*Your instructions*
Pick out every line in the rows below that contains the word "query" and copy each of those lines. Capital and small letters count as different, so only an exact match counts.

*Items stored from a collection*
━━━━━━━━━━━━━━━━━━━━
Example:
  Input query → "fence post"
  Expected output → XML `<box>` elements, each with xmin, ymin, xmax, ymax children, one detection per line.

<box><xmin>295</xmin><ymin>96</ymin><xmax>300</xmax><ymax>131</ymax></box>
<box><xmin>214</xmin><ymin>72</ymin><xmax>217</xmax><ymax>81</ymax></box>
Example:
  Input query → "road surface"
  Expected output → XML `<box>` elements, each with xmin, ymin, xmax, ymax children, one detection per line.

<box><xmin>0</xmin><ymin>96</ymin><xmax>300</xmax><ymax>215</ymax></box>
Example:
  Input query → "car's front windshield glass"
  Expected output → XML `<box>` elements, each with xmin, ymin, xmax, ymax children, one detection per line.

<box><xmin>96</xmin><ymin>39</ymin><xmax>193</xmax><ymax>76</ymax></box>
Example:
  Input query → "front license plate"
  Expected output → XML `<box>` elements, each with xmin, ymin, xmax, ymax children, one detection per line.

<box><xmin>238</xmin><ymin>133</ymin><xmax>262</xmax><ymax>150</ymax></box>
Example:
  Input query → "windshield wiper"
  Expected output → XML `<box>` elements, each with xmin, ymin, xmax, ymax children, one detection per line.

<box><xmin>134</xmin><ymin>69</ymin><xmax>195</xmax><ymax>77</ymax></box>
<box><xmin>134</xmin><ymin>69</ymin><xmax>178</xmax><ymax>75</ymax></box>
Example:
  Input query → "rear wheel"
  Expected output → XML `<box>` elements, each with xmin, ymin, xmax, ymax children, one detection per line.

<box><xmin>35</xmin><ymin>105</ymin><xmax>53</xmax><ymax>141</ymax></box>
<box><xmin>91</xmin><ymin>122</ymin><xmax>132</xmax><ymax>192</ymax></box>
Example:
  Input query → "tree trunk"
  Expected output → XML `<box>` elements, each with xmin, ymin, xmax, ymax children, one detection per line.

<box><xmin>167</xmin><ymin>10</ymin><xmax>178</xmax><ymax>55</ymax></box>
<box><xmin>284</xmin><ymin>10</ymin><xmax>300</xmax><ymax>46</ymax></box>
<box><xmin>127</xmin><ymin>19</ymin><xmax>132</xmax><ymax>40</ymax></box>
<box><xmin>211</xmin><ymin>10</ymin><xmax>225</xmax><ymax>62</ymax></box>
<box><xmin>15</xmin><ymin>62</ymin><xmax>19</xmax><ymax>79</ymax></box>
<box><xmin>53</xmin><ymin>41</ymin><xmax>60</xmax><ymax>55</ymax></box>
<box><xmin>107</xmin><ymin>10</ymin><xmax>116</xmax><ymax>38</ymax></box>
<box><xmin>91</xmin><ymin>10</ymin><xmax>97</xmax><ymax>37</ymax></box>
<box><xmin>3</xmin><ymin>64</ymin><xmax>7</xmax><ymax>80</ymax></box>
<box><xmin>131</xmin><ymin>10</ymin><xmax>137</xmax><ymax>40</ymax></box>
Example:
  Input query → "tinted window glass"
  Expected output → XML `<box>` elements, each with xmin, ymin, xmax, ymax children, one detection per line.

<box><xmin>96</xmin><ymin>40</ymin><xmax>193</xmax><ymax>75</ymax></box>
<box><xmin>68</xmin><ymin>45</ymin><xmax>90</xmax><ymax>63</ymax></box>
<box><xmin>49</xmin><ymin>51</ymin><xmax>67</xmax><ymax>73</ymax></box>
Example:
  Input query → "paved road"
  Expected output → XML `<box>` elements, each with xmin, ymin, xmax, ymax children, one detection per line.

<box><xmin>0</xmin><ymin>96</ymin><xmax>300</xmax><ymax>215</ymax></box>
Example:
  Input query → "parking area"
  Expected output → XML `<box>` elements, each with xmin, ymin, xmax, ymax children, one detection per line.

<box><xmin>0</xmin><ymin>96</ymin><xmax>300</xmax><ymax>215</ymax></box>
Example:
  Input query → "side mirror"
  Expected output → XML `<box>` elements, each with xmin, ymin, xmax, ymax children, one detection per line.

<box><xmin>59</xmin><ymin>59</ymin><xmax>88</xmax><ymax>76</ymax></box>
━━━━━━━━━━━━━━━━━━━━
*Written solution*
  Input query → "fence post"
  Input query → "road surface"
  Input query → "car's front windshield glass"
  Input query → "front license plate"
  Input query → "windshield wiper"
  Input query → "rear wheel"
  Input query → "tree trunk"
  Input query → "tinted window glass"
  Input query → "paved road"
  Input query → "parking area"
  Input query → "side mirror"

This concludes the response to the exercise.